**The problem:** Retype all of the material below verbatim, leaving the pictures out of your answer.

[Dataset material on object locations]
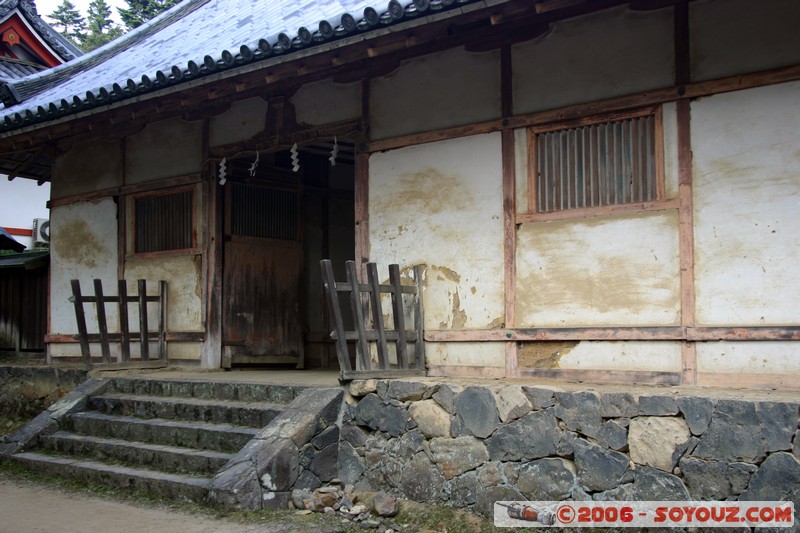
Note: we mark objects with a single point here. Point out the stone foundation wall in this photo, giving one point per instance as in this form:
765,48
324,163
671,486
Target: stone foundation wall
469,446
26,391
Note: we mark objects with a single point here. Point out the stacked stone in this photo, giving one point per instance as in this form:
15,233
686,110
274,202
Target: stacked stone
470,446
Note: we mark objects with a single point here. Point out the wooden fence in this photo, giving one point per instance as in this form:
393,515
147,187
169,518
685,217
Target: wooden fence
125,336
373,327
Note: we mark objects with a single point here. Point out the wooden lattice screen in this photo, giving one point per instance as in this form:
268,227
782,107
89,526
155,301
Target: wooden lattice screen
374,327
124,336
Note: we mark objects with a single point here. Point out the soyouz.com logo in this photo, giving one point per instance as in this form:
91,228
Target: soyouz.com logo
644,514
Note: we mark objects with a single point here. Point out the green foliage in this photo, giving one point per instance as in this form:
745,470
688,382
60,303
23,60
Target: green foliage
140,11
68,20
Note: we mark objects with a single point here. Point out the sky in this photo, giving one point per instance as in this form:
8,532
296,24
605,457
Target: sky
45,7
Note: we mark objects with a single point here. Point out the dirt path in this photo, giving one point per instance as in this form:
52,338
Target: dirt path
27,507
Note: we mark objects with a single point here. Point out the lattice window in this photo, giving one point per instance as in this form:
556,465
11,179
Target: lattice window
164,222
609,162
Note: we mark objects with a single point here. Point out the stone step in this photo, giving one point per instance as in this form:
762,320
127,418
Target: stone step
139,454
200,435
240,413
209,390
161,484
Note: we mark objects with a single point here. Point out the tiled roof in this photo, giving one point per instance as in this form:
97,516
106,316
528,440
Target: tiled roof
65,49
194,39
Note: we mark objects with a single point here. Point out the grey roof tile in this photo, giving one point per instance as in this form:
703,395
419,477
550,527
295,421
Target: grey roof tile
191,40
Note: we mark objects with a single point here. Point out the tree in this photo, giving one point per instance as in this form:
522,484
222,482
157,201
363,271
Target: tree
140,11
101,28
69,19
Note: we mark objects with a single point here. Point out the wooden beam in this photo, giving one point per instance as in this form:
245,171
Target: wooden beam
653,333
603,376
686,236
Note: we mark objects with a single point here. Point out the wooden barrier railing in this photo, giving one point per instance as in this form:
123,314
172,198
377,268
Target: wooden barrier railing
124,336
372,327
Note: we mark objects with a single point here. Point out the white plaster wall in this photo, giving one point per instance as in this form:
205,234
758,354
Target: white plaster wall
244,120
327,102
627,355
86,168
164,150
440,205
738,36
184,293
602,55
777,357
605,271
83,246
449,88
747,206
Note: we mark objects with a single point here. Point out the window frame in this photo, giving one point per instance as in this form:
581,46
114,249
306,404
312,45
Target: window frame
658,203
193,249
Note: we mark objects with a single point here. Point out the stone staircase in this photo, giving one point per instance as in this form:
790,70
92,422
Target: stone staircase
166,438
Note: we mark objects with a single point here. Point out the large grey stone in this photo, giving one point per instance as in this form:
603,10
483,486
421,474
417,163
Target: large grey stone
547,479
739,475
459,455
431,419
445,394
375,414
599,468
512,403
405,391
351,465
657,405
533,436
735,419
697,413
489,495
651,484
778,478
237,488
618,404
778,424
462,491
613,435
654,440
477,410
421,481
324,465
706,480
278,465
580,411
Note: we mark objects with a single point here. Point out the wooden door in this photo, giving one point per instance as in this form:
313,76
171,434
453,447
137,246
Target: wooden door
263,264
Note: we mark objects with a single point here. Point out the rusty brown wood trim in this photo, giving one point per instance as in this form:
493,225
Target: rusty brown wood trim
603,376
579,112
607,210
658,333
740,380
466,371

**Solution for this exercise:**
Note: we mark objects with a single point here. Point out the stone foundation wall in this photo, giving one point per instance as in this form:
765,48
324,163
671,486
Target: stone foundation wall
469,446
26,391
Note: we mark objects with a single point here. Point out the stacked stone in this photo, giving one point per instance as in this form:
15,233
686,110
274,202
Target: stacked stone
470,446
Note: we mark objects with a single point here. Point out the wooden fence in this photo, giving one point per instance as in this form:
393,515
147,187
169,518
685,217
Target: wooden fence
125,336
373,327
Note: we mark objects with a single point here. Point out the wooden lattice screen in this photo, giving one point per instance as in this form:
268,227
782,107
89,526
155,301
Target: wooden lattice screen
374,327
124,336
Note: we mark objects with a single point here. Point out the soyouz.com logo in this photo, giving one point per instance as in this form:
91,228
Target: soyouz.com logo
644,514
Note: we mark objects with a single point here. Point out the green foliage in this photo, giving one point per instance as in this form:
745,470
688,382
60,303
23,60
Target: green foliage
140,11
68,20
Note: we mark objects with a single point here. Point out the sky in this photo, giving one point per instance as in this form:
8,532
296,24
605,457
Target: sky
45,7
Note: we mark objects with a single point here. Point out the dirt path in this photo, giving one point per instance as in this form:
52,338
Target: dirt path
27,507
Note: we mark objects with a single point here. Point out the lattice window in this photo, giving one point per instance as in this form:
556,465
11,179
Target: lattice window
164,222
609,162
Note: we mark objects with a single point here. Point out the stone step in this photo, giving one point per instance as in this form:
762,320
127,418
Target: stone step
139,454
200,435
240,413
209,390
161,484
Note: we mark objects with a single point here. Point out the tiled roof in this photo, giving one point per instance as in this form:
97,516
106,316
528,440
Target: tiled roof
65,49
194,39
Note: we mark objects with a single point here. Point out the grey roof tile in this photo, giving one point per instance as in this form:
703,395
419,477
550,527
295,421
Target: grey roof tile
191,40
Note: we mark objects with a single point here. Point out the tree in this photo, giving one point per instance as in this form:
522,484
222,482
157,201
363,271
Target: tree
140,11
101,28
69,19
Note: we mark objects with a single point here. Point out the wooden beam in this photo, giving one point per instance as in this form:
245,171
Target: wooden beam
653,333
603,376
686,236
Note: we mark objects with a single point here. Point out the wooden barrier railing in this photo, giving one point per instance as in this form:
123,314
172,198
377,268
Target: wooden barrier railing
124,336
372,327
Note: we mark objects with a single point here. Point out the white plaster wall in this photo, giving one point per instance as in this form:
205,234
758,354
Target: white plaster wall
244,120
327,102
627,355
86,168
164,150
440,205
738,36
184,293
602,55
777,357
605,271
83,246
449,88
747,206
Note: we mark objects with a single point here. Point out the window frame in this photo, giving one point per instance as in this form:
581,46
114,249
306,404
312,45
Target: window frame
658,203
193,249
Note: we mark objects with a single point here. Point out the stone staircase in this photo, giving one point per instance as in this form:
790,70
92,422
Target: stone staircase
166,438
Note: we mark objects with a single point here. Point out the large grey stone in this photo, giving one point per instance as in this form:
603,10
483,486
421,474
417,163
Target: large grey stone
547,479
739,475
459,455
431,419
445,394
375,414
599,468
512,403
405,391
351,465
657,405
533,436
735,419
697,413
489,495
651,484
778,478
237,488
618,404
778,424
462,491
613,435
654,440
477,410
421,481
324,465
706,480
278,465
580,411
Note: we mark objects with a single point here. Point out the wooden door in this photo, giving one point per instance as in this form:
313,76
171,434
453,447
137,246
Target: wooden door
263,264
Note: we mark objects with a single point here. Point out the rusty brown wood trim in this photo, giving one point per instance as in this form:
493,225
Target: rusty brown wood trim
603,376
579,112
607,210
658,333
740,380
466,371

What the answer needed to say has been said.